In connection with the safe harbor provisions of the Private Securities Litigation Reform Act of 1995, the following discussion contains trend analysis and other forward-looking statements. Forward-looking statements can be identified by the use of words such as intends, anticipates, believes, estimates, projects, forecasts, expects, plans and proposes. Although we believe that the expectations reflected in these forward-looking statements are based on reasonable assumptions, there are a number of risks and uncertainties that could cause actual results to differ materially from these forward-looking statements. These include, among others, our ability to maximize value from our land and water resources and our ability to obtain new financings as needed to meet our ongoing working capital needs. See additional discussion under the heading Risk Factors in Item 1A of our Annual Report on Form 10-K for the year ended December 31, 2021. Our forward-looking statements are made only as of the date hereof. We assume no duty to update these forward-looking statements to reflect new, changed or unanticipated events or circumstances, other than as may be required by law.

 

We are a water resources development company and agribusiness committed to sustainable water and farming projects in California. We are one of the largest private landowners in the state and control significant water supply, storage and conveyance assets capable of being part of the solution to California’s systemic water challenges.

 

We own approximately 45,000 acres of land with high-quality, naturally recharging groundwater resources in three areas of Southern California’s Mojave Desert – the Cadiz Valley (35,000 acres), Danby Dry Lake (2,000 acres), and the Piute Valley (9,000 acres) (“Cadiz Property”). Our properties represent a unique private reserve of lands with vested water rights located in a remote area of eastern San Bernardino County that is at the crossroads of major highway, rail, energy, and water infrastructure capable of supplying and delivering necessary resources to communities in California and across Western United States.

──────────────────────────────

→ Problems and tasks
A – In the passage on the California water company, how many acres does the company own in the Piute Valley?
B – Go on with the passage on the California water company, picking up after its final sentence.

→ Material shown
──────────────────────────────

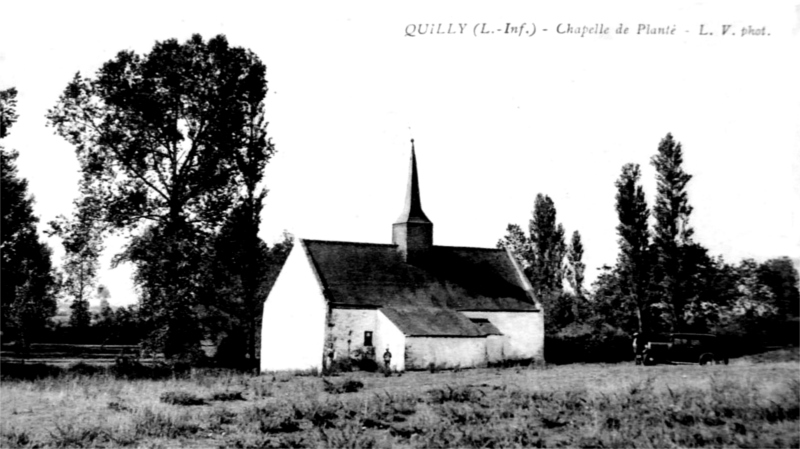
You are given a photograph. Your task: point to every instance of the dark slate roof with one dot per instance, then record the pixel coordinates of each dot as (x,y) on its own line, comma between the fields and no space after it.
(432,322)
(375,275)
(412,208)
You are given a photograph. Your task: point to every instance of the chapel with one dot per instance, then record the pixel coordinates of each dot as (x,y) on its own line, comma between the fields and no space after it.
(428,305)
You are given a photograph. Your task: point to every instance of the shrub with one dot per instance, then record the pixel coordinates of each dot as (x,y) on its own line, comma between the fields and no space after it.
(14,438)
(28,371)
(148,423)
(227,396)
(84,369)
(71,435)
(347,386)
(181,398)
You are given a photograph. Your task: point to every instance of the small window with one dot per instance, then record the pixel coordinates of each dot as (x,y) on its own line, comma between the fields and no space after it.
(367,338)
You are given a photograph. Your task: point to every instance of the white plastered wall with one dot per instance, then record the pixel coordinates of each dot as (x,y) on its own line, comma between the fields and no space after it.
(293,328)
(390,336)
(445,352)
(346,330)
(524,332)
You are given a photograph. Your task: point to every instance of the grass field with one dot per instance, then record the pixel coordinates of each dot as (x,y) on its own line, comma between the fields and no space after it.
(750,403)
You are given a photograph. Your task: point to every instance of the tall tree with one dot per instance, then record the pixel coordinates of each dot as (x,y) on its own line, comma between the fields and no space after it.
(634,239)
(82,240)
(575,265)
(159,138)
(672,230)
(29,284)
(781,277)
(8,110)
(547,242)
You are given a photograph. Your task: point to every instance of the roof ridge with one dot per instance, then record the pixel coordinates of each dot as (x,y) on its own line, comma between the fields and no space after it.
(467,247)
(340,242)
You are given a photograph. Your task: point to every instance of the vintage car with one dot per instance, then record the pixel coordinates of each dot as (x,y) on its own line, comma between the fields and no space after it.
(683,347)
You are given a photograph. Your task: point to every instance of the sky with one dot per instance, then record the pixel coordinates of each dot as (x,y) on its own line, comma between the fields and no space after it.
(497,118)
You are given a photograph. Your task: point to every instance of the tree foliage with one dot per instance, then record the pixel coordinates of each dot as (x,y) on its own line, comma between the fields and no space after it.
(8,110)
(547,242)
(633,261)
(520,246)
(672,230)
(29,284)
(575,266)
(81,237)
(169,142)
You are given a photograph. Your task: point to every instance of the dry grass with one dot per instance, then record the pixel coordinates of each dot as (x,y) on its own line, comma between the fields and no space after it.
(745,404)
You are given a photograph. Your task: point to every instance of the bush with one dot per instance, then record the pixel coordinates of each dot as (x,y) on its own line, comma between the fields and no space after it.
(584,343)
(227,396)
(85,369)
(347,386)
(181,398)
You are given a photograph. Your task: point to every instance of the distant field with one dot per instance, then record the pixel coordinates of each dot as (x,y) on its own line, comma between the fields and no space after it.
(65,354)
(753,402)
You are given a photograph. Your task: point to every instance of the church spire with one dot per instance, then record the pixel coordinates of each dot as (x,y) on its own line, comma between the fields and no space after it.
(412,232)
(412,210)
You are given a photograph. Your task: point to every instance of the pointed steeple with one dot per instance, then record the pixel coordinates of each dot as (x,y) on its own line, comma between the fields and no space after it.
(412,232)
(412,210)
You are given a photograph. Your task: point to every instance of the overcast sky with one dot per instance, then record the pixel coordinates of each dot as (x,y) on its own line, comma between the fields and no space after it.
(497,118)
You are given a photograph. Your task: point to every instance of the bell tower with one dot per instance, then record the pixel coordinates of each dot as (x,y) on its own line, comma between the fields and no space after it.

──────────────────────────────

→ Final results
A – 9,000 acres.

B –
 

California and the Western United States face a persistent challenge in meeting the water needs of all of its residents. While the State of California has recognized a Human Right to Water, competing municipal, agricultural and environmental demands outpace the State’s available supply limiting the ability to deliver on that promise. Recent analysis from the California State Water Resources Control Board estimates that more than 1 million Californians lack reliable access to water and several communities are short of long-term safe, reliable and affordable drinking water supplies.

 

We are principally focused on developing the Cadiz Valley Water Conservation, Recovery and Storage Project (“Water Project”) at our Cadiz Valley property that can help address California’s persistent systemic water challenges and deliver new water access to California communities that presently lack reliable water supplies and infrastructure. Through management of groundwater at the Cadiz Property, the Water Project would conserve groundwater otherwise used for agriculture to augment supply in California communities in need and also make available capacity in the managed groundwater aquifer system at Cadiz to bank and store imported water for future dry years.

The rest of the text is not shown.